INSTRUCTIONS TO FOLLOW
Restate every line of the data word for word, except for the images.
----
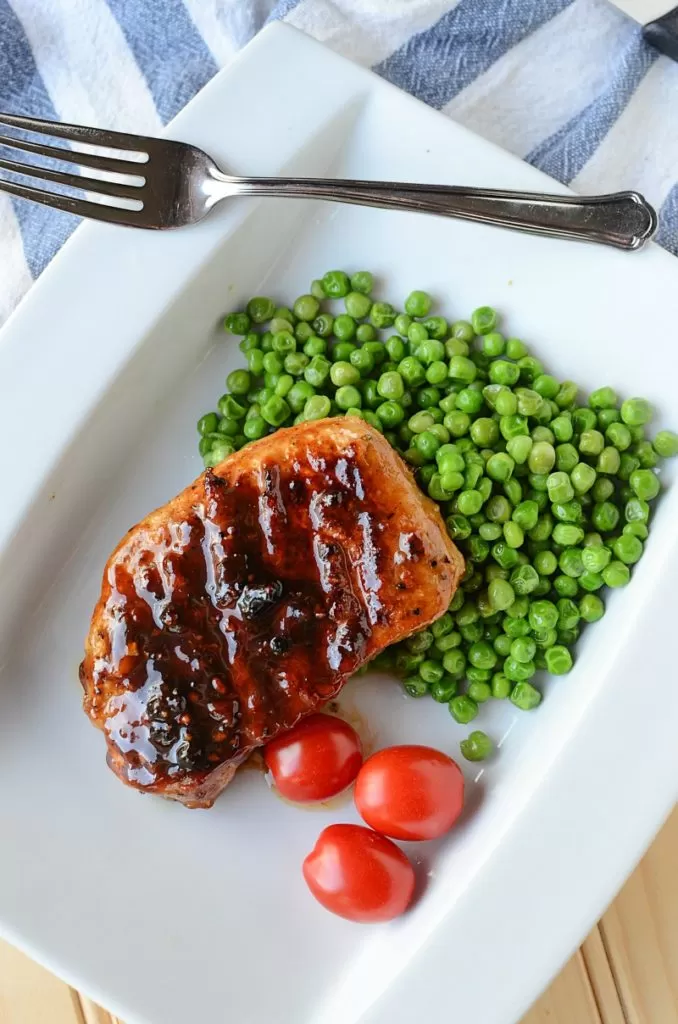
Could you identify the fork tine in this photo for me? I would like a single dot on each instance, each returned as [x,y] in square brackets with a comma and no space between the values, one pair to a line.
[74,180]
[72,157]
[81,207]
[80,133]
----
TASK SOLUTION
Could you identify the fork tine in this photo for me? I would like a single dot on each instance, each returned as [x,y] in square brackets with a comma and no space between the values, one pair to a line.
[74,180]
[72,157]
[81,207]
[80,133]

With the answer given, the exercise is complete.